Curiosamente esta frase tan poco amigable no condena al ostracismo a quienes la repiten. De hecho, a veces se convierte en letanía compartida que acaba por negar el sentido de unos órganos profesionales cuya función es precisamente lograr acuerdos a partir de la deliberación sobre datos y razones. Así, esos espacios de debate van degenerando en estructuras fosilizadas en las que los prejuicios cristalizan y los argumentos molestan.

Por otra parte, ese “no me vas a convencer” arisco delata que quien lo pronuncia no es consciente de que con esa frase está despreciando al otro o se está declarando intransigente (o las dos cosas a la vez).

En efecto, con su aparente respeto por las opiniones ajenas, está indicando que no considera posible que su interlocutor le aporte una información que él ignore o alguna razón que no haya tenido ya en cuenta. “No me vas a convencer” es así una insultante advertencia de que “tú no tienes capacidad para decir algo que pueda llegar a convencerme”.

◇ ◇ ◇ ◇ ◇ ◇ ◇

* LISTA DE TAREAS *
- 1) Según el texto sobre la frase «no me vas a convencer», ¿en qué van degenerando los espacios de debate?
- 2) Prosigue el texto sobre la frase «no me vas a convencer» a partir de su última oración.

* LÍNEAS EXTRAÍDAS *

◇ ◇ ◇ ◇ ◇ ◇ ◇

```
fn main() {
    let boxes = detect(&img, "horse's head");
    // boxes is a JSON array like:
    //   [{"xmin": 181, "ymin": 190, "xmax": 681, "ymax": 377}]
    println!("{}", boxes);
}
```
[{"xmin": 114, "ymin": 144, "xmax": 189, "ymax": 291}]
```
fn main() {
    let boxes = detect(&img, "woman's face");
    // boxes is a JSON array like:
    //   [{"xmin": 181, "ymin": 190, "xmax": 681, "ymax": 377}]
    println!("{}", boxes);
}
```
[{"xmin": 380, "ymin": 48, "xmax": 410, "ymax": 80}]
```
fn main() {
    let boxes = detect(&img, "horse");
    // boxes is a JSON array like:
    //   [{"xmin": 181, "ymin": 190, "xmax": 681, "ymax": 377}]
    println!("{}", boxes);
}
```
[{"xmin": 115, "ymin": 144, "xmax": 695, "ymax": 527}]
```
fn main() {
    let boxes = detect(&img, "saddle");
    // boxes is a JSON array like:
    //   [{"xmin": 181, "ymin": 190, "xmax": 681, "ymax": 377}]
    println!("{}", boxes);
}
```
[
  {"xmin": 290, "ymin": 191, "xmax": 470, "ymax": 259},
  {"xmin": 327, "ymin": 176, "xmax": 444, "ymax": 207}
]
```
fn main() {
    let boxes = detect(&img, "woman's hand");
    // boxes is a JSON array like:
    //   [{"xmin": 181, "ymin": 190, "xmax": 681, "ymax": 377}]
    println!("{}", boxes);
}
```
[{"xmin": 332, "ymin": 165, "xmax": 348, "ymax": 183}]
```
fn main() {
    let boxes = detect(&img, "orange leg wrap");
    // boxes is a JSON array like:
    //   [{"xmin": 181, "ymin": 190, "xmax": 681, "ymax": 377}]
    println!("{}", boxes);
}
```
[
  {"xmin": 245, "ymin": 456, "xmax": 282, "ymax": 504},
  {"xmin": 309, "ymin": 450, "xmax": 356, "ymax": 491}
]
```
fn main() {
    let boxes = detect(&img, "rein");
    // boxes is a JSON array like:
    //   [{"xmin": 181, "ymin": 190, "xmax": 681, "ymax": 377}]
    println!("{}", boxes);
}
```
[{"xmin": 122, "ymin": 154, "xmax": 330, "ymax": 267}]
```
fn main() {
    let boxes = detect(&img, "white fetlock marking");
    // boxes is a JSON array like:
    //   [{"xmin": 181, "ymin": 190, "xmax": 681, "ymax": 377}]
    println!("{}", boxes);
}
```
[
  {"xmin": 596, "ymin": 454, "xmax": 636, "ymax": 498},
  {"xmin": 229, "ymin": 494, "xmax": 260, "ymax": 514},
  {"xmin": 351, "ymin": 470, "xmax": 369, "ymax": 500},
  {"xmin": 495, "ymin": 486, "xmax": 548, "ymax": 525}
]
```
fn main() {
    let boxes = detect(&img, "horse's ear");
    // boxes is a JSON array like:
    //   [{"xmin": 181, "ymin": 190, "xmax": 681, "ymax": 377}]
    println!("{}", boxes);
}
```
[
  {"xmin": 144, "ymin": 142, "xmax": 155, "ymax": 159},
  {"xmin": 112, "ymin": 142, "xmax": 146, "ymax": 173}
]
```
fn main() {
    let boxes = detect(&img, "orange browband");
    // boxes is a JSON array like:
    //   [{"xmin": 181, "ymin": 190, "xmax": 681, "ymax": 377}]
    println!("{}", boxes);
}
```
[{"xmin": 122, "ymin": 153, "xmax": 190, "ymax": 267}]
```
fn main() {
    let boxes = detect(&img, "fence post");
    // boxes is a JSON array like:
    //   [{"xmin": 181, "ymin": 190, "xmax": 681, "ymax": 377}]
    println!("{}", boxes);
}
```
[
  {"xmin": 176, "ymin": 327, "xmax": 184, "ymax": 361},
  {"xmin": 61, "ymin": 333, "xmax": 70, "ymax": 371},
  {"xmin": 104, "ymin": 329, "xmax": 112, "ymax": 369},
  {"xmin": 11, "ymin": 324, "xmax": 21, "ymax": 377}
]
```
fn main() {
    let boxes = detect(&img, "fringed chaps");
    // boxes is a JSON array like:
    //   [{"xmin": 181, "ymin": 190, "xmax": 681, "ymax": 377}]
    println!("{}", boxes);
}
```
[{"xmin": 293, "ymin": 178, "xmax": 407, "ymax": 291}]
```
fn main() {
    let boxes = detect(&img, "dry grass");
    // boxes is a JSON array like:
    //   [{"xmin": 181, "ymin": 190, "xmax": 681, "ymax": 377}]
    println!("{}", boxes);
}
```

◇ ◇ ◇ ◇ ◇ ◇ ◇

* RESPUESTAS POR TAREA *
- 1) En estructuras fosilizadas en las que los prejuicios cristalizan y los argumentos molestan.

- 2)
Pero también puede ser la flexibilidad propia la que se declara limitada. De hecho, junto a la dichosa frase hay también un sobreentendido “digas lo que digas” refractario a cualquier nuevo dato o argumento. La intransigencia es, por tanto, la otra característica de una postura que resulta muy cercana al “lejos de mi la funesta manía de pensar”.

Así que, cuando en un equipo docente o en un claustro alguien pronuncia ese acre “no me vas a convencer”, convendría preguntarle si con esa negación quiere afirmar su desprecio hacia su interlocutor, su propia incapacidad para tener en cuenta otras razones o quizá ambas cosas. Porque es evidente que no se trata de una invitación cordial a seguir debatiendo hasta llegar a algún acuerdo.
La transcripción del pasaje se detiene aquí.